AIM OF THE EXERCISE: Switch "concrete" to "stone" in the records from the line with "the concrete path?" up to and including the line with "Please mark the region of the concrete path.", and repeat only those lines with everything else unchanged. Leave the pictures out.

SUPPLIED RECORDS:
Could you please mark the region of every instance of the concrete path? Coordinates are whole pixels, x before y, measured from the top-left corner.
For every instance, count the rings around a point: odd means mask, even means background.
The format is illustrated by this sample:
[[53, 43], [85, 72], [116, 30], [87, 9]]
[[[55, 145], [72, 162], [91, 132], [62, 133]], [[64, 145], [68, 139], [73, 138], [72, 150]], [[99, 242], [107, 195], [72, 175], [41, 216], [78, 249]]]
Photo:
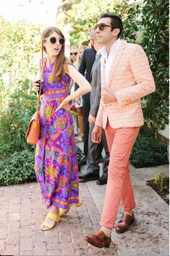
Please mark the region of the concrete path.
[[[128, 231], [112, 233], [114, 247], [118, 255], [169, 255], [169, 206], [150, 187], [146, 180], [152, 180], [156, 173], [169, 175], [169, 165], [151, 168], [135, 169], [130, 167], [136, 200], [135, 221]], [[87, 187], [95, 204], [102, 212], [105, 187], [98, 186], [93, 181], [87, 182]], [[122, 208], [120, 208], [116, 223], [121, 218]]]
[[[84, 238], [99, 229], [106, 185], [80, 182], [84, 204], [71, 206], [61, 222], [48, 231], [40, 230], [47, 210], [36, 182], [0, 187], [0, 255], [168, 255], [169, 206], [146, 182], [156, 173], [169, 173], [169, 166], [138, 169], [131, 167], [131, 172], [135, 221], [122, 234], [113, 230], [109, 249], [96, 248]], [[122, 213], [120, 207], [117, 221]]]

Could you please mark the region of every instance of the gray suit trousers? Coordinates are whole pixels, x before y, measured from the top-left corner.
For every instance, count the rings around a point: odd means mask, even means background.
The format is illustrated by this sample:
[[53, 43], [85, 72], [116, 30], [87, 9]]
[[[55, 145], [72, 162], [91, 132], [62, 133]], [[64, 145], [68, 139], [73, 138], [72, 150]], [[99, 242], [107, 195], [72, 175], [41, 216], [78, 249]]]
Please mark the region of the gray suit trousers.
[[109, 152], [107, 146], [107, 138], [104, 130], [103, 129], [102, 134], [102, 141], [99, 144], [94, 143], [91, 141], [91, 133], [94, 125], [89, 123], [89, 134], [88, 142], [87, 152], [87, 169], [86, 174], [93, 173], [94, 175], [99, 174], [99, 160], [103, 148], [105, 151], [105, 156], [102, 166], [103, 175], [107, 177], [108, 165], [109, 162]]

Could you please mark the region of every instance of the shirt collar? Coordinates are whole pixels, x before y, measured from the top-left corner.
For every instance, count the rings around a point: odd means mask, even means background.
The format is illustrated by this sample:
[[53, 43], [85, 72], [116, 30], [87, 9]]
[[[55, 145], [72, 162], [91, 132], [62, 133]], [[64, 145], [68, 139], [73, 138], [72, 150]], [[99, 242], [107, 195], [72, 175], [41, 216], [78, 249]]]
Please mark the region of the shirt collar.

---

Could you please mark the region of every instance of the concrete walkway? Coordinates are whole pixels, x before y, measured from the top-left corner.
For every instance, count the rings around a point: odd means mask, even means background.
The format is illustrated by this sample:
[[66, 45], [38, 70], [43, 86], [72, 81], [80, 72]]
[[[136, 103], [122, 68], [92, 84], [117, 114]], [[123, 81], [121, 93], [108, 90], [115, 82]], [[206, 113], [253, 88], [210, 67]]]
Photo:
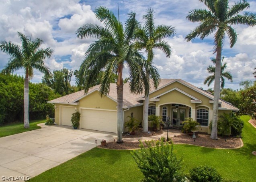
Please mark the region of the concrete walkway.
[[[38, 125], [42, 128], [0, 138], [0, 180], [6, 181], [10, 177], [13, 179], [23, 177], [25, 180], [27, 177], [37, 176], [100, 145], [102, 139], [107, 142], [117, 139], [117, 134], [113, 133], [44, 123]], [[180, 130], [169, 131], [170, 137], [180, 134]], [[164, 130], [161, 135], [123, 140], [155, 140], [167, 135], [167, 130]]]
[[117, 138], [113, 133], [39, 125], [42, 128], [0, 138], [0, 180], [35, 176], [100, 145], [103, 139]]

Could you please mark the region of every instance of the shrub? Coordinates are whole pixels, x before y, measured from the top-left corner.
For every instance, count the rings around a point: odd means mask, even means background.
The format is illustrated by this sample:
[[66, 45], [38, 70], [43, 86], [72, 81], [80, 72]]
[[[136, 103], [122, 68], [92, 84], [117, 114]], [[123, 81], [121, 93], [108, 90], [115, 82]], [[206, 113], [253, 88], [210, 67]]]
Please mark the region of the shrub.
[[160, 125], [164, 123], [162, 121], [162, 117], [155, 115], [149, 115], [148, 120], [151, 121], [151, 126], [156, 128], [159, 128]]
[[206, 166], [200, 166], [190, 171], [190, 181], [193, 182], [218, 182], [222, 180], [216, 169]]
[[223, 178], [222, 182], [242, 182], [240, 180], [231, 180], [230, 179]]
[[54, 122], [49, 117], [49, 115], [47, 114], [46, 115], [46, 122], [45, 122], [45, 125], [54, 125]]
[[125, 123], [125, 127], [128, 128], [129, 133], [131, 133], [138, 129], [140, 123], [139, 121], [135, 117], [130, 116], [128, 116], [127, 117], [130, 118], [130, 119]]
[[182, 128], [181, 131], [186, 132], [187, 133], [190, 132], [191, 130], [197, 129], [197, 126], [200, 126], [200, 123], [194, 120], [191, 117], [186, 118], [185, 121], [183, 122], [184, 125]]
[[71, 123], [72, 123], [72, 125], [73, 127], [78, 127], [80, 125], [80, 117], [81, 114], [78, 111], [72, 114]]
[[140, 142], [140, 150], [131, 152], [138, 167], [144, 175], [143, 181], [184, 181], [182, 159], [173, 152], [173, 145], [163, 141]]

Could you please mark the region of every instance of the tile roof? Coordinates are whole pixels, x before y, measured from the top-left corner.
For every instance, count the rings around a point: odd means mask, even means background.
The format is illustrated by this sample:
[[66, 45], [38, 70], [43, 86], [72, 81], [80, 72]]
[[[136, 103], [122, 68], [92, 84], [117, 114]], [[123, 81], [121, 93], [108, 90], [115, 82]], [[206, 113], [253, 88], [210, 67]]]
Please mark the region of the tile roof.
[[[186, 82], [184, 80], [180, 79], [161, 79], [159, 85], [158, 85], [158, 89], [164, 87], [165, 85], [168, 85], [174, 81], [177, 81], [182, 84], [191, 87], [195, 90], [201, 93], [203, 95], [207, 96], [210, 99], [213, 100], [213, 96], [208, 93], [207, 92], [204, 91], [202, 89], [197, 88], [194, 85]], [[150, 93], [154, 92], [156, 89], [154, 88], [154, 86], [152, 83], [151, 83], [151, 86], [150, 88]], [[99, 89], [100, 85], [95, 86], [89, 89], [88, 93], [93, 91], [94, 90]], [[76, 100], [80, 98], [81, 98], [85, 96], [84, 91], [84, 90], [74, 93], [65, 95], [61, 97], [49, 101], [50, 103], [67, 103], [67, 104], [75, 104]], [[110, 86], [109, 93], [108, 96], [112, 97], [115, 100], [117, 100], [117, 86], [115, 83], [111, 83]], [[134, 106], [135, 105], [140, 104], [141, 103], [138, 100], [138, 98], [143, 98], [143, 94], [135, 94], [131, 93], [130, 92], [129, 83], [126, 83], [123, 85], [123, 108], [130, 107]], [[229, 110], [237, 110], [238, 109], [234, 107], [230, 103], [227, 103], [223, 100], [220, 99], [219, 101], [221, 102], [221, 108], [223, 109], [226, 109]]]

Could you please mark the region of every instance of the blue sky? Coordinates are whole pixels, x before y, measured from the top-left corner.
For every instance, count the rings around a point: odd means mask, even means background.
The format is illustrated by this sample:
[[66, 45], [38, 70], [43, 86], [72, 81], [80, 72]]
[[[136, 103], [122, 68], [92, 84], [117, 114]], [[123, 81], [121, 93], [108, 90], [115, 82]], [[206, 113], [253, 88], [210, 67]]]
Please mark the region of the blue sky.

--

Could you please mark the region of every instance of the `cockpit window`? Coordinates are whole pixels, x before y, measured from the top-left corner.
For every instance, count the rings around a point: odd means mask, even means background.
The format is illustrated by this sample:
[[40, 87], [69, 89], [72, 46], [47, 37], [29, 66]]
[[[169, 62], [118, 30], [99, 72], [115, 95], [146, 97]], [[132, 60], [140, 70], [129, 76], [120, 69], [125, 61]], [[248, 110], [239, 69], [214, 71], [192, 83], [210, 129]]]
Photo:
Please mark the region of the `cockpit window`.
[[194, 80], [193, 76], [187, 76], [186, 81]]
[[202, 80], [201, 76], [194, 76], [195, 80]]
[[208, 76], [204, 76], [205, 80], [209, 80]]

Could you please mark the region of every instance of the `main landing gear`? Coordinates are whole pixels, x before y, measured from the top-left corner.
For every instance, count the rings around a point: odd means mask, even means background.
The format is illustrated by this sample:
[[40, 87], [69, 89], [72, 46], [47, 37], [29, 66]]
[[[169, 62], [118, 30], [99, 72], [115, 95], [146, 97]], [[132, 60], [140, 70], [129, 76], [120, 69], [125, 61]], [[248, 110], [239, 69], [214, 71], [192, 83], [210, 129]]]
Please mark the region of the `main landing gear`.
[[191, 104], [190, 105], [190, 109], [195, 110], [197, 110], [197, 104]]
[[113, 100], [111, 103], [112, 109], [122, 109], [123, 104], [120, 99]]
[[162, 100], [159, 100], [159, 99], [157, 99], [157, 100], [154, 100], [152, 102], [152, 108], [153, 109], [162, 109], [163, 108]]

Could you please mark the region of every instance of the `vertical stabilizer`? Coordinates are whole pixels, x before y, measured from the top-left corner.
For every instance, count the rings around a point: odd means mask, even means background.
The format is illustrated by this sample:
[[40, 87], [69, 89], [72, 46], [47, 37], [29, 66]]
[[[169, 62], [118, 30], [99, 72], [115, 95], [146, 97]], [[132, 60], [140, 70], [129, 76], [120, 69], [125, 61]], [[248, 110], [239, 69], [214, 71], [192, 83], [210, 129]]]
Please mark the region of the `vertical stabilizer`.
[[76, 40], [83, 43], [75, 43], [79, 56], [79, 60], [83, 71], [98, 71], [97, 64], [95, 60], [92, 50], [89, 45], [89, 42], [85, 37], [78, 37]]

THE ANSWER:
Could you please mark the region of every instance of the stone path? Coordinates are whole pixels, x before y, measured from the top-left corner.
For every instance, count the rings around a point: odd means mask, even means background.
The format is illustrated by this sample:
[[53, 43], [85, 72], [116, 30], [87, 9]]
[[[55, 145], [72, 162], [91, 132], [62, 133]], [[64, 145], [68, 139], [73, 138], [72, 150]], [[99, 242], [107, 195], [72, 175], [41, 216], [78, 249]]]
Photo:
Please mark the region of the stone path.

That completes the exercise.